#### [Stated task 1]
In the founder note on scaling operations, how does the author say Sneeze It scaled for a long time?
— Start of Text extract —
Join OTP the operating platform for people and AI agents
Back to Blog
Founder Notes 2026-06-21 · David Steel

Scaling operations used to mean adding people. With agents, it means filling seats on a chart.

There is a specific moment every growing company hits where operations stops feeling like a system and starts feeling like a person.

You know the moment. A key hire leaves and three functions go with them. A demand spike hits and the only answer is to ask someone to work weekends. A new client account lands and the first question is not "how do we serve them well" but "who is going to cover this." The company grows, but the operating model does not grow with it. It stretches. Then it tears.

I ran Sneeze It through that moment more than once. And the honest answer for a long time was: we scaled by finding more humans.

That is the before. Here is what actually changed.

Before: headcount was the only variable

In the old model, operational capacity at Sneeze It was a function of how many people we had and how many hours those people could work.

Every repeating function in the business required a person. Reading ad performance across client accounts required an analyst. Managing the call center required a call center manager. Monitoring pipeline required someone with eyes on the CRM every day. Sending the morning briefing required either a coordinator or a founder who had been up since six. Email triage required attention that belonged to someone.

When we added a client, we added work. When we added work, we eventually added a person. The lag between adding the client and adding the person was where quality degraded. The period where one person was doing the job of two was where coordination broke, where handoffs got dropped, where the stuff nobody was specifically responsible for stopped happening.

Scaling was not a strategic problem in that model. It was a staffing problem. And staffing problems have one solution, which is hiring, and hiring has two costs: money and time.

The money is visible. The time is not. The time to source, interview, onboard, and ramp a new hire in an operational function is typically measured in months. Three months of degraded capacity before the new person is useful. Another three before they are reliably good. The business had already moved on by then, which meant the hire who had finally ramped was already underpowered for the current scale.

The coordination overhead compounded it further. Every new person added to an operation adds a new set of communication paths. More people means more syncs, more status updates, more things that fall into the space between two people who both thought the other was handling it. I watched us hit a size where we had enough people to do the work but not enough bandwidth to coordinate all those people doing the work. The answer, in that model, was to hire a coordinator. To coordinate the coordinators.

I do not miss that model.

The decision that changed the architecture

The shift did not start with an agent. It started with a question.

The question was: what in our operation actually requires a human, and what just requires the work to be done?
— End of Text extract —
— Start of Entries —
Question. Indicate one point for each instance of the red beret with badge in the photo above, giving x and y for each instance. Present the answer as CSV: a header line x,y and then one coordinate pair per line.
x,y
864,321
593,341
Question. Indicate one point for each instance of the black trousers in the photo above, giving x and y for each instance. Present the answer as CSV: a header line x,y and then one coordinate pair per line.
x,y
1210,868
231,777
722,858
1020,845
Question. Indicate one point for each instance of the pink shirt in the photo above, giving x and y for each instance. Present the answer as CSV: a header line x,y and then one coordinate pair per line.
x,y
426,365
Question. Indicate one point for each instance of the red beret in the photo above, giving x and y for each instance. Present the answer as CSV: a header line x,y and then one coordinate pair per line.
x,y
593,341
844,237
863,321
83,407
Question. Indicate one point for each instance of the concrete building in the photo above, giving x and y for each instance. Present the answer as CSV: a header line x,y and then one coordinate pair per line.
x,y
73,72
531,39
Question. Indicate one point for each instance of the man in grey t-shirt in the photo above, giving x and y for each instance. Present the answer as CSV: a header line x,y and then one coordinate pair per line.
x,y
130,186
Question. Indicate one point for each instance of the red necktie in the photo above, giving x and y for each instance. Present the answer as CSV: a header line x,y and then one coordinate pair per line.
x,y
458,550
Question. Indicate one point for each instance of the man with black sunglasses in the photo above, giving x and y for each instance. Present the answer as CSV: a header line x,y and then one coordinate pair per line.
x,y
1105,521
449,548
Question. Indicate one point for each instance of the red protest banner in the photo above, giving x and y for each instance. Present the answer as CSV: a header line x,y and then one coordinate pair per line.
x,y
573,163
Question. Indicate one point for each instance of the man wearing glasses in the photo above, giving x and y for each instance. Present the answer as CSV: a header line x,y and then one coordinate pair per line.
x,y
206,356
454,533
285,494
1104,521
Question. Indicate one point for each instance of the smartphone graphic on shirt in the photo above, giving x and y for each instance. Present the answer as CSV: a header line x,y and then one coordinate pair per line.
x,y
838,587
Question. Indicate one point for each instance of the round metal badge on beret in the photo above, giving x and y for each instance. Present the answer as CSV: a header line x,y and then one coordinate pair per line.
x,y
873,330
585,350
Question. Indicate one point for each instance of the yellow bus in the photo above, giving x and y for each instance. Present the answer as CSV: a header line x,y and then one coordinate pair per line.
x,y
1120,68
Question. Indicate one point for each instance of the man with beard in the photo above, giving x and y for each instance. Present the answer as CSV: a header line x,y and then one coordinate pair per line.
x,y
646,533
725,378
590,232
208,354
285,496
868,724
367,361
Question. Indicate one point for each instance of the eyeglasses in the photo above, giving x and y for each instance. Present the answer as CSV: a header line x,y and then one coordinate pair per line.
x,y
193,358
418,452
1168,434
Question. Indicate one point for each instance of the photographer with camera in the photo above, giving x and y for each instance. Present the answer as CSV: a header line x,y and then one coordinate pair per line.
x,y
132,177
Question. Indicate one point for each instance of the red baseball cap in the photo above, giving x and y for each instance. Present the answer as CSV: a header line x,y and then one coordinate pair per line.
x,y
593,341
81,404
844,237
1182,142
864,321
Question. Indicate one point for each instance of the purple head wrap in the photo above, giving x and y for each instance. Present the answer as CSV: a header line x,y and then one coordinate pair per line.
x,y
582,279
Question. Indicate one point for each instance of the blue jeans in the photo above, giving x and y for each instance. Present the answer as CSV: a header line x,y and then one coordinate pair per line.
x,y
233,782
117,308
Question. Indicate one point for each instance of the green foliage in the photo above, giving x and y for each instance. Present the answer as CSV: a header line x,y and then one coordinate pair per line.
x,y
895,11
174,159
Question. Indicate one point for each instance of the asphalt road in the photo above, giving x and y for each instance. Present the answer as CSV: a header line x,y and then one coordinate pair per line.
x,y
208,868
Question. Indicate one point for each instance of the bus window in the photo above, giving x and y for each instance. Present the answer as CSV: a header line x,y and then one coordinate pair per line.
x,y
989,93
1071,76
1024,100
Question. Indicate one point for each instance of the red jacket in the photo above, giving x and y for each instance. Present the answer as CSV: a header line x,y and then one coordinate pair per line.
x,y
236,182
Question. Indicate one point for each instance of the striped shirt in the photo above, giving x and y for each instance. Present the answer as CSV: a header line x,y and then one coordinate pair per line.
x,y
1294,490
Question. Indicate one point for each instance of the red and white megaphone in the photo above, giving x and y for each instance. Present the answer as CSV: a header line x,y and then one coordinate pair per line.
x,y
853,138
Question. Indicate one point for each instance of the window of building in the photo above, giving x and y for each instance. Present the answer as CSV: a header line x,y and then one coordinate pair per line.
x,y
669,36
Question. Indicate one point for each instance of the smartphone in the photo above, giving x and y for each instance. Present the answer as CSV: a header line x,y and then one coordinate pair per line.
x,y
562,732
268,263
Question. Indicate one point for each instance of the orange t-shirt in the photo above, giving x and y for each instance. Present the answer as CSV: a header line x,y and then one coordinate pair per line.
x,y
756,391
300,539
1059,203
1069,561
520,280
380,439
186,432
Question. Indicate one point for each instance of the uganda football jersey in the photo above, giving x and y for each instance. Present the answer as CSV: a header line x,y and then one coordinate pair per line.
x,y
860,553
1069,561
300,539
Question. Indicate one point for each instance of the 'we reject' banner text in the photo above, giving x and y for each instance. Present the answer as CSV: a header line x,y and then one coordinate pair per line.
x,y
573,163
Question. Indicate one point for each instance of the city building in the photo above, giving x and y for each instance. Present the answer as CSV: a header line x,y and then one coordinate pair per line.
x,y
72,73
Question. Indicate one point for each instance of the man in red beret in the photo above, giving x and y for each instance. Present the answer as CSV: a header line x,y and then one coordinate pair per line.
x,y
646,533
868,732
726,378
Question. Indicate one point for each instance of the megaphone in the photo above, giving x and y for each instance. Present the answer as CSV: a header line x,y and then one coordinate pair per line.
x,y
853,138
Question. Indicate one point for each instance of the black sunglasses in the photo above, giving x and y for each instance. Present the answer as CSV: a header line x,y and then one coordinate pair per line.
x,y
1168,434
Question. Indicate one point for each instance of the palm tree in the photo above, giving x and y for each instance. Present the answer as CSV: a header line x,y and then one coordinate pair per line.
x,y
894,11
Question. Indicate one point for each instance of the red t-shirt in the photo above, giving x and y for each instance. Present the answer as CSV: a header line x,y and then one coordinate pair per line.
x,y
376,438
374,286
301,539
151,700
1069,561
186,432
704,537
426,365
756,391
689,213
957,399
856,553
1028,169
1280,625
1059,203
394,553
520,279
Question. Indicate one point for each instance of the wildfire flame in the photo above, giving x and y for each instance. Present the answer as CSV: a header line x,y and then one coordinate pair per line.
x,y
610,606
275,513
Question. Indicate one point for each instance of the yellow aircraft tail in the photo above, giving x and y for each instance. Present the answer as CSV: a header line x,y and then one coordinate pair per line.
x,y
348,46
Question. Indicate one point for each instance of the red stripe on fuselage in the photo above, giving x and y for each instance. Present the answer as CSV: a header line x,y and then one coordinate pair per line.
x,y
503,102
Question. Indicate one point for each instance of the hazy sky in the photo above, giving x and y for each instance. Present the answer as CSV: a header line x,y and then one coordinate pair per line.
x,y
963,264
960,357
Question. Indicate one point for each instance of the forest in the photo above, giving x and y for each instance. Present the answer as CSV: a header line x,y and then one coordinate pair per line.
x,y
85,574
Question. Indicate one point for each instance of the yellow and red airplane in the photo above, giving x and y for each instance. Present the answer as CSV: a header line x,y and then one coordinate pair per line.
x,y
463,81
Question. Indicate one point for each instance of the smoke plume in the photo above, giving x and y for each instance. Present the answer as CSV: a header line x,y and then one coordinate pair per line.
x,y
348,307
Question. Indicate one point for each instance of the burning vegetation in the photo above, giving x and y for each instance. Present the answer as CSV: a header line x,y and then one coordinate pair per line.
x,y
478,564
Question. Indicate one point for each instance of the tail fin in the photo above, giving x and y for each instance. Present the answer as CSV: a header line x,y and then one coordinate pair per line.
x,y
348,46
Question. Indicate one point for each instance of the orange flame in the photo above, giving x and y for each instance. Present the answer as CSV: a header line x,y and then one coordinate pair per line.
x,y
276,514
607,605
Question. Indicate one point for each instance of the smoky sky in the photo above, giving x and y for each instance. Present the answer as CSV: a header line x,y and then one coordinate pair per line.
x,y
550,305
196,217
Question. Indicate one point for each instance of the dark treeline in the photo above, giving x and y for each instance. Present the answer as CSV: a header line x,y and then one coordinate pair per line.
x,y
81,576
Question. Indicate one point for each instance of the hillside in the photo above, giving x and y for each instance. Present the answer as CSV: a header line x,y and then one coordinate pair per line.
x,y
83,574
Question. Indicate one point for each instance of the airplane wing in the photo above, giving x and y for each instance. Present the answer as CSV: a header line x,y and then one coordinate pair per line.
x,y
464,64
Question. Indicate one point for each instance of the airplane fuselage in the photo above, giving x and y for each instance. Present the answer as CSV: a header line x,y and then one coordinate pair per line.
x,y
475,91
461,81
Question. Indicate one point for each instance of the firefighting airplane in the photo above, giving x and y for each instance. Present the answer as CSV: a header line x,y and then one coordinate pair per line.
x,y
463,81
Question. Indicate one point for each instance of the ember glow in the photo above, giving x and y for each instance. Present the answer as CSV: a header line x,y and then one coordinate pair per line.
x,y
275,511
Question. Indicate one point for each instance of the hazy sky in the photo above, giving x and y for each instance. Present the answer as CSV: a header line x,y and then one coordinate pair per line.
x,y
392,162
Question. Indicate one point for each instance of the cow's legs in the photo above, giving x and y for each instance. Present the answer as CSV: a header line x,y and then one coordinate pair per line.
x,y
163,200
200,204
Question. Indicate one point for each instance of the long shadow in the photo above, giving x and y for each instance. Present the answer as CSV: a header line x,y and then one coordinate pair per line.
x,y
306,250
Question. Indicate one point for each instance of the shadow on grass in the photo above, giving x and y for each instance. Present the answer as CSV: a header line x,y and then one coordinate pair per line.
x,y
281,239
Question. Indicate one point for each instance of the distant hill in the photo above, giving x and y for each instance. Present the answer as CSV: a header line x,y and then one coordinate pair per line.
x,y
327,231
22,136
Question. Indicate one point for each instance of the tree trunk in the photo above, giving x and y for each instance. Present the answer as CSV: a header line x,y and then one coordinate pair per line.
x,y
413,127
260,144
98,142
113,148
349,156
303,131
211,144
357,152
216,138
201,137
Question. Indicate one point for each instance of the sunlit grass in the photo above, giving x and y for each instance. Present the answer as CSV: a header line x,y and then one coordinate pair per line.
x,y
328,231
— End of Entries —
#### [Stated task 2]
Reproduce without any change the part of the records that opens with the line containing "Question. Indicate one point for each instance of the long" and closes with the last line of the records, both of those lines included.

#### [Complete response 1]
By finding more humans.

#### [Complete response 2]
Question. Indicate one point for each instance of the long shadow in the photo above, giving x and y for each instance. Present the answer as CSV: a header line x,y and then one coordinate pair per line.
x,y
306,250
Question. Indicate one point for each instance of the shadow on grass in the photo above, giving x and y for each instance. Present the answer as CSV: a header line x,y and then one coordinate pair per line.
x,y
281,239
Question. Indicate one point for each instance of the distant hill in the photo above, giving x and y for each instance. Present the answer as CSV: a header line x,y and then one coordinate pair per line.
x,y
327,231
22,136
Question. Indicate one point for each instance of the tree trunk in the photo above, giving x and y for each instance. Present the answer as CSV: a header line x,y and then one coordinate pair per line.
x,y
413,127
260,144
98,142
113,148
349,156
303,131
211,144
357,152
216,138
201,137
Question. Indicate one point for each instance of the sunlit grass in the photo above, giving x and y for each instance. Present the answer as CSV: a header line x,y and then one coordinate pair per line.
x,y
328,231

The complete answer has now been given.